## Source text
-*-

The principal inn of Pompeii was just inside the gate. We went over the ruins of it. The skeleton of an ass was found chained to a ring in the stable, and the tire of a wheel lay in the court yard. Chequers are painted on the side of the door, as a sign.

Below the tombs stands the "suburban villa of Diomed," one of the most sumptuous edifices of Pompeii. Here was found everything that the age could furnish for the dwelling of a man of wealth. Statues, frescoes, jewels, wine, household utensils of every description, skeletons of servants and dogs, and every kind of elegant furniture. The family was large, and in the first moment of terror, they all retreated to a wine vault under the villa, where their skeletons (eighteen grown persons and two children) were found seventeen centuries after! There was really something startling in walking through the deserted rooms of this beautiful villa-more than one feels elsewhere in Pompeii, for it is more like the elegance and taste of our own day; and with the brightness of the preserved walls, and the certainty with which the use of each room is ascertained, it seems as if the living inhabitant would step from some corner and welcome you. The figures on the walls are as fresh as if done yesterday. The baths look as if they might scarce be dry from use. It seems incredible that the whole Christian age has elapsed since this was a human dwelling-occupied by its last family while our Savior was walking the world!

-*-

## Stored data
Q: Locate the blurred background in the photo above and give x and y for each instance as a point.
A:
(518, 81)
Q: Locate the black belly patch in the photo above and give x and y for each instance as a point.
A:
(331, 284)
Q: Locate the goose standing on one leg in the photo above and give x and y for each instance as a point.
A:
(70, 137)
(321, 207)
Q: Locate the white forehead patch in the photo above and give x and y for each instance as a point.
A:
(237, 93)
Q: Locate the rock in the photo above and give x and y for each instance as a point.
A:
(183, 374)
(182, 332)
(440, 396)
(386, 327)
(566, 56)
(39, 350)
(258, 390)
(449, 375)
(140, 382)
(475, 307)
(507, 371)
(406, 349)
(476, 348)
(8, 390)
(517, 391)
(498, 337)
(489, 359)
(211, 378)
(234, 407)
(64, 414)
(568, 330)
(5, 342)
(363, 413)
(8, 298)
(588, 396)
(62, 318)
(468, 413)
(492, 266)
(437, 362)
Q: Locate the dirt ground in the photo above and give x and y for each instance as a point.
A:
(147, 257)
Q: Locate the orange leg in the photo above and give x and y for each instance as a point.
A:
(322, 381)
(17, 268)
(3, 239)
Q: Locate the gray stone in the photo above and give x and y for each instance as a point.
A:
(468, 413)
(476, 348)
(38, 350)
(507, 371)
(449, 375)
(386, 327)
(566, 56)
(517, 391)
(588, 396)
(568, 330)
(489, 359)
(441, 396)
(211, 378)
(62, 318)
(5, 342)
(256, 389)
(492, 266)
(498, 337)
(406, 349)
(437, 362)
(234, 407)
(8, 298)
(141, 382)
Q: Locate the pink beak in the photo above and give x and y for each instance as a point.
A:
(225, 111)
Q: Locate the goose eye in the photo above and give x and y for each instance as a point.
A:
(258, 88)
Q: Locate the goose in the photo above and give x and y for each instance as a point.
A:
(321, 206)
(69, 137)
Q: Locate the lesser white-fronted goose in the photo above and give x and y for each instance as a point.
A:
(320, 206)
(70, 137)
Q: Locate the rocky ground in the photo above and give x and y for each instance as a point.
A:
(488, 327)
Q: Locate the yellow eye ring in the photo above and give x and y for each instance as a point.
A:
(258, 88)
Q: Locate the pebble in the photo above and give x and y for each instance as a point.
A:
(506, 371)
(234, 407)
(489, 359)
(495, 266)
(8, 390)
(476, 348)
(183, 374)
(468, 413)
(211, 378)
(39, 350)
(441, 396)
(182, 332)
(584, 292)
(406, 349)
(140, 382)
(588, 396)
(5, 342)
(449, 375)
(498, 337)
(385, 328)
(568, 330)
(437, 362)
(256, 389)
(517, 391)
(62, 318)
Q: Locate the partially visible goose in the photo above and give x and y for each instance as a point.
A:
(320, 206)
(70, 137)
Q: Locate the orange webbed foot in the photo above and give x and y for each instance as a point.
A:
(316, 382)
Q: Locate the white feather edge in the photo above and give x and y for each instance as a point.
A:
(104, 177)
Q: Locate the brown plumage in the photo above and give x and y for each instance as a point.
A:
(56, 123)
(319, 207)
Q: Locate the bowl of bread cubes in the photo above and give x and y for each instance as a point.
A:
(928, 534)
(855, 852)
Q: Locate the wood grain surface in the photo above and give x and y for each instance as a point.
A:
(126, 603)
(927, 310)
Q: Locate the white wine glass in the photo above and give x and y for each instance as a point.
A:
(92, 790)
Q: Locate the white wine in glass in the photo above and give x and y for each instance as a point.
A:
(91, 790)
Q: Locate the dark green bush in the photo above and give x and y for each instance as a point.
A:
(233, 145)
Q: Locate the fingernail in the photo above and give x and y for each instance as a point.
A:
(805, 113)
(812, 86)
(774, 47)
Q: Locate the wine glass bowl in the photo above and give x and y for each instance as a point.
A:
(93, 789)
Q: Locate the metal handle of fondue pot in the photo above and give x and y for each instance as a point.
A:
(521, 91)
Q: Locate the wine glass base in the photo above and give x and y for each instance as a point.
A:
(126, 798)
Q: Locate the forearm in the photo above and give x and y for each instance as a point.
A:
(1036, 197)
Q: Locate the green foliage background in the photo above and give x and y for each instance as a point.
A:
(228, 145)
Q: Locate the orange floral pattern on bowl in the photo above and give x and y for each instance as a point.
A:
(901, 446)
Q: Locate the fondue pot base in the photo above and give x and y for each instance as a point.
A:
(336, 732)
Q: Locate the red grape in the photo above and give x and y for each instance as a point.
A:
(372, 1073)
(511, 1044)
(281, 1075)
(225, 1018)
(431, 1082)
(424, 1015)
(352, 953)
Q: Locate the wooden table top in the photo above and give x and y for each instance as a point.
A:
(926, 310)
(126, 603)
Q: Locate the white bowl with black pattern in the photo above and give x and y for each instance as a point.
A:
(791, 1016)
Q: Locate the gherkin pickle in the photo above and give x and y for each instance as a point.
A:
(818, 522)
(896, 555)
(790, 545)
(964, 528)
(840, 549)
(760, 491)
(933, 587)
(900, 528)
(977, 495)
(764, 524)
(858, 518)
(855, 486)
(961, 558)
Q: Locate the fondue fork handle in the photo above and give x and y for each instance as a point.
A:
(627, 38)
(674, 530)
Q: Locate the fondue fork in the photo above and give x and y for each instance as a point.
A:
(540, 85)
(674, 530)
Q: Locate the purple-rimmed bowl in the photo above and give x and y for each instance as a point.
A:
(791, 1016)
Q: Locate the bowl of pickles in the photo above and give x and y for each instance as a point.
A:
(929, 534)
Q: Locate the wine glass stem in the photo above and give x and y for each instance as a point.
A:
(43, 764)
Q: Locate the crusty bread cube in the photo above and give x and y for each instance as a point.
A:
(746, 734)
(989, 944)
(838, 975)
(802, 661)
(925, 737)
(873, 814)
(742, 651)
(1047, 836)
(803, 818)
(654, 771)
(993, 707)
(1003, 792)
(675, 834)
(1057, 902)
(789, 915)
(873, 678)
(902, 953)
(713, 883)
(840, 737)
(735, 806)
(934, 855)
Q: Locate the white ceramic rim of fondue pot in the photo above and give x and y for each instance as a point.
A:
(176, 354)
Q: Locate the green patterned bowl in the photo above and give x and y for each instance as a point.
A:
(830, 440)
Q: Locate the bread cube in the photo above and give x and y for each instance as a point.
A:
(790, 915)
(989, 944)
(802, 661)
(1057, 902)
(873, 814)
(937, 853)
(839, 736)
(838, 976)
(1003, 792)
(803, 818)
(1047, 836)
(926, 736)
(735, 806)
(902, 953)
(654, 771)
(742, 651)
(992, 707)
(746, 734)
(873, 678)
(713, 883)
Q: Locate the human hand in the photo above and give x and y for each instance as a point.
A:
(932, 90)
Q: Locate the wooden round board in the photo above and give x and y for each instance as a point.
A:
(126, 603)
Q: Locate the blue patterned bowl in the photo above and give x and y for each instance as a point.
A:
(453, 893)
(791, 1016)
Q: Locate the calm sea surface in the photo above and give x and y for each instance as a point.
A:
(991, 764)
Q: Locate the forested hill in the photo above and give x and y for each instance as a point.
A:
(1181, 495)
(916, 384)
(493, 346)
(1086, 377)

-*-

## What to work on
In the Pompeii text above, list each thing named in the sentence that begins "Statues, frescoes" as found in the villa of Diomed.

## The answer
- Statues
- Frescoes
- Jewels
- Wine
- Household utensils of every description
- Skeletons of servants and dogs
- Every kind of elegant furniture